Susanne Kuhn, Thomas Bernhards Halbschwester, erzählt von einem durchwachsenen Urlaub mit ihrem Bruder und davon, wie er mit öffentlichen Anfeindungen zurechtkam
Manche Geschichten beginnen ganz genau so, wie man sich das vorstellt. „Am 27. November 1988 flogen wir, mein Halbbruder Thomas und ich, von Wien nach Málaga. Er wusste von meiner Flugangst, und um mich abzulenken, vertrieb er mir die Zeit mit Geschichten über Flugzeugabstürze.“
Thomas Bernhard, der Boshafte. Ihr großer Bruder, erzählt Susanne Kuhn, habe die Leute gerne sekkiert. So kennt man Bernhard aus seinen Büchern und so stellt man ihn sich auch privat vor.
Eindrücke, die Susanne Kuhn im persönlichen Gespräch wie auch in ihren nun veröffentlichten Erinnerungen an die letzten Monate des Autors zum Teil bestätigt. Und zugleich widerlegt. Denn dieser Thomas Bernhard, ihr neun Jahre älterer Halbbruder (Susanne Kuhn entstammt wie ihr zwei Jahre älterer Bruder Peter Fabjan der Ehe der Mutter Bernhards mit Emil Fabjan), konnte auch ganz anders.
Er konnte fürsorglich sein. Selbst schon todkrank (er starb zwei Monate nach dem Spanien-Aufenthalt am 12. Februar 1989), sorgte er sich, dass sich seine Schwester abends auf dem Balkon verkühlen könnte. Und obwohl eigentlich nicht an Unterhaltungsmusik interessiert, wollte er doch wissen, was die kleine Schwester denn so höre: In the Summertime von Mungo Jerry. Bernhard mochte das Lied, die Geschwister sangen gemeinsam.
Nachzulesen sind diese Episoden im Buch „Drei Wochen mit Thomas Bernhard in Torremolinos“, das Kuhn gemeinsam mit dem Zeichner Nicolas Mahler und dem Literaturwissenschafter Manfred Mittermayer herausgegeben hat. Erstmals spricht hier eine Frau aus der sehr männerdominierten Familie um den Schriftsteller Bernhard.

Erforderliche Aufgabe: Geben Sie aus dem obigen Text über Thomas Bernhards Halbschwester den Abschnitt zwischen „Eindrücke, die Susanne“ und „auch ganz anders.“, beide einschließlich, wortgetreu wieder.

Angezeigte Informationen:
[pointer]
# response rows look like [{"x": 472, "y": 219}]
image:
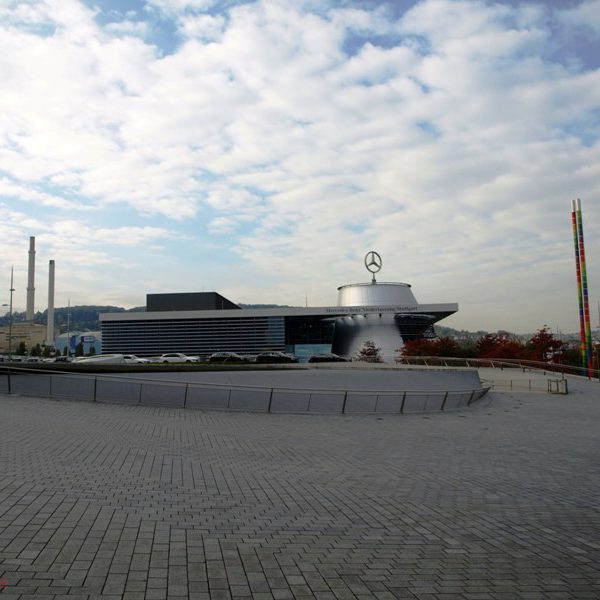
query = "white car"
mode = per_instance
[
  {"x": 132, "y": 359},
  {"x": 172, "y": 357}
]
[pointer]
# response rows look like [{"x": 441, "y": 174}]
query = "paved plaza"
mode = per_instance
[{"x": 497, "y": 501}]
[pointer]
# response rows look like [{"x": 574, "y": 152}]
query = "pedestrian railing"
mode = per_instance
[{"x": 110, "y": 388}]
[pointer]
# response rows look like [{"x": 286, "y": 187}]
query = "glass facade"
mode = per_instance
[{"x": 193, "y": 336}]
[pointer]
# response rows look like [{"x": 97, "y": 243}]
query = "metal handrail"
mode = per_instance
[{"x": 142, "y": 380}]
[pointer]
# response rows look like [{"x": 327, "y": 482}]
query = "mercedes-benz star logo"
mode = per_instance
[{"x": 373, "y": 262}]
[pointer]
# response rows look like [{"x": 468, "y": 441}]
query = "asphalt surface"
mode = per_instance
[{"x": 496, "y": 501}]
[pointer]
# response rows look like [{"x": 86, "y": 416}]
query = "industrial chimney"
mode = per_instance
[
  {"x": 50, "y": 327},
  {"x": 30, "y": 281}
]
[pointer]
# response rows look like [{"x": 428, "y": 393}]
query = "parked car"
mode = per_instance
[
  {"x": 226, "y": 357},
  {"x": 106, "y": 359},
  {"x": 174, "y": 357},
  {"x": 328, "y": 357},
  {"x": 62, "y": 359},
  {"x": 275, "y": 357},
  {"x": 132, "y": 359}
]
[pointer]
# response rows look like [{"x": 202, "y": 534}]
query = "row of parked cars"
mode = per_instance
[{"x": 272, "y": 357}]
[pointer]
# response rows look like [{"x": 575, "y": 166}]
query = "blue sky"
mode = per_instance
[{"x": 261, "y": 148}]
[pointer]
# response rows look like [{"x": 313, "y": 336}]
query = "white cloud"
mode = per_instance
[
  {"x": 586, "y": 14},
  {"x": 453, "y": 147}
]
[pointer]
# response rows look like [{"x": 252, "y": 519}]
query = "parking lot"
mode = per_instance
[{"x": 495, "y": 501}]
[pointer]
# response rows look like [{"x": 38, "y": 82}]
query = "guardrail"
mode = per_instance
[{"x": 212, "y": 396}]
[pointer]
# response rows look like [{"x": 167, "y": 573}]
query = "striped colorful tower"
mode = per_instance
[{"x": 582, "y": 288}]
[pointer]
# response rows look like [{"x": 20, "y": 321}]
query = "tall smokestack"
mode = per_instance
[
  {"x": 50, "y": 329},
  {"x": 31, "y": 280}
]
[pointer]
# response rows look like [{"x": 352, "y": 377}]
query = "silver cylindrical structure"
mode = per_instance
[
  {"x": 352, "y": 331},
  {"x": 31, "y": 281},
  {"x": 50, "y": 326}
]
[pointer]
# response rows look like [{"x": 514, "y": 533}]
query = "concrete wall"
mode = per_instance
[{"x": 235, "y": 397}]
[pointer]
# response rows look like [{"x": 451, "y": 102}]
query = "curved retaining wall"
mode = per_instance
[{"x": 308, "y": 391}]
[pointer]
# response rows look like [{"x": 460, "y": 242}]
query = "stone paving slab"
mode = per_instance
[{"x": 499, "y": 501}]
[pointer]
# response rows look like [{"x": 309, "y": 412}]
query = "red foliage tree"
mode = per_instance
[
  {"x": 544, "y": 346},
  {"x": 496, "y": 346}
]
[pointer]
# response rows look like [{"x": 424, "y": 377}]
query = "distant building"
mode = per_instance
[
  {"x": 28, "y": 333},
  {"x": 202, "y": 323},
  {"x": 89, "y": 339}
]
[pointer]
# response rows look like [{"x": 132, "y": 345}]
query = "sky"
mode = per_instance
[{"x": 261, "y": 148}]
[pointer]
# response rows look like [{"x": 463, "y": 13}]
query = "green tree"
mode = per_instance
[{"x": 369, "y": 353}]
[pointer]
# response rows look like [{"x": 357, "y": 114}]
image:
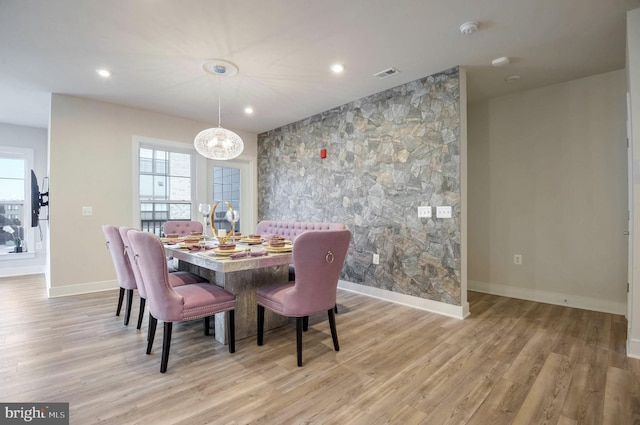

Antwort nachstehend:
Eindrücke, die Susanne Kuhn im persönlichen Gespräch wie auch in ihren nun veröffentlichten Erinnerungen an die letzten Monate des Autors zum Teil bestätigt. Und zugleich widerlegt. Denn dieser Thomas Bernhard, ihr neun Jahre älterer Halbbruder (Susanne Kuhn entstammt wie ihr zwei Jahre älterer Bruder Peter Fabjan der Ehe der Mutter Bernhards mit Emil Fabjan), konnte auch ganz anders.